If you’re ever invited to visit the Department for Education’s swanky building in Westminster, look out for the spiders.

Having filled the atrium full of plants, a greenfly problem developed. The solution? Buying in hundreds of spiders. How do I know this? Because it’s one of the tiny, almost insignificant, yet totally insightful and beautiful details in Richard Garner’s memoir of his three decades as an education correspondent.

Garner retired earlier this year and wrote this book in a matter of weeks. He starts with his formative period at The Times Educational Supplement, before he moved to The Mirror and latterly The Independent. His first education secretary was Mark Carlisle, in the early 1980s, and we are taken on a tour through all the big names that followed – Keith Joseph, Ken Baker, David Blunkett, Estelle Morris – through to the present day.

Garner writes with journalistic detachment. He notes that he never felt part of the education community: always at the side of it, glancing in and noting down what he saw. Because of this, stories focus on the facts, told at speed, zipping over sometimes huge controversies and boiling down to their essence.

Garner writes with journalistic detachment. He notes that he never felt part of the education community: always at the side of it

What he adds, however, is the context that teachers might not see in terms of the way education news is made. We get a chance to glimpse inside the editor’s room at The Mirror, as a young Piers Morgan is trying to decide if the paper ought to beat up New Labour MPs for sending their children to grammar schools or for the party’s stance against grammar schools. (Garner advised the former – and won.) We see how chance conversations (for example, the spiders) become huge news stories. In one case, the reporting of a comment by a former head of the statistical service about the state of school buildings became a Mirror campaign, eventually resulting in the government putting aside £500 million to help schools to repair run-down classrooms.

** Source data **
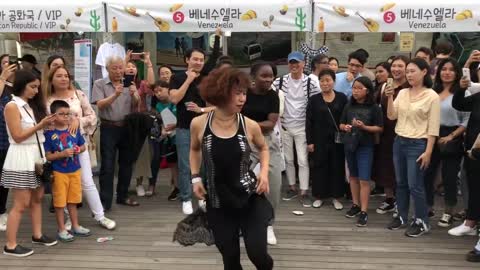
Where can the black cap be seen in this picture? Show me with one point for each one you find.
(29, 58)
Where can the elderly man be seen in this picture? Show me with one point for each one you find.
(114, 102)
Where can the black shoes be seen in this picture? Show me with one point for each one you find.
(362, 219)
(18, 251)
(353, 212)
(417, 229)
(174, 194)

--

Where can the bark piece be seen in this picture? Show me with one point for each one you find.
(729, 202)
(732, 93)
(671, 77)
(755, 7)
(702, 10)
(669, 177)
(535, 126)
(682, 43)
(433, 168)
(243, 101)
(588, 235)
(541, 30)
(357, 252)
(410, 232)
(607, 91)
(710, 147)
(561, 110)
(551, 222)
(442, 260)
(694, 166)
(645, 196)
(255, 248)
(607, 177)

** What you have to do **
Reproduce the complete review of Richard Garner's memoir word for word. None of the entries has any bearing on this.

** The completed task **
If you’re ever invited to visit the Department for Education’s swanky building in Westminster, look out for the spiders.

Having filled the atrium full of plants, a greenfly problem developed. The solution? Buying in hundreds of spiders. How do I know this? Because it’s one of the tiny, almost insignificant, yet totally insightful and beautiful details in Richard Garner’s memoir of his three decades as an education correspondent.

Garner retired earlier this year and wrote this book in a matter of weeks. He starts with his formative period at The Times Educational Supplement, before he moved to The Mirror and latterly The Independent. His first education secretary was Mark Carlisle, in the early 1980s, and we are taken on a tour through all the big names that followed – Keith Joseph, Ken Baker, David Blunkett, Estelle Morris – through to the present day.

Garner writes with journalistic detachment. He notes that he never felt part of the education community: always at the side of it, glancing in and noting down what he saw. Because of this, stories focus on the facts, told at speed, zipping over sometimes huge controversies and boiling down to their essence.

Garner writes with journalistic detachment. He notes that he never felt part of the education community: always at the side of it

What he adds, however, is the context that teachers might not see in terms of the way education news is made. We get a chance to glimpse inside the editor’s room at The Mirror, as a young Piers Morgan is trying to decide if the paper ought to beat up New Labour MPs for sending their children to grammar schools or for the party’s stance against grammar schools. (Garner advised the former – and won.) We see how chance conversations (for example, the spiders) become huge news stories. In one case, the reporting of a comment by a former head of the statistical service about the state of school buildings became a Mirror campaign, eventually resulting in the government putting aside £500 million to help schools to repair run-down classrooms.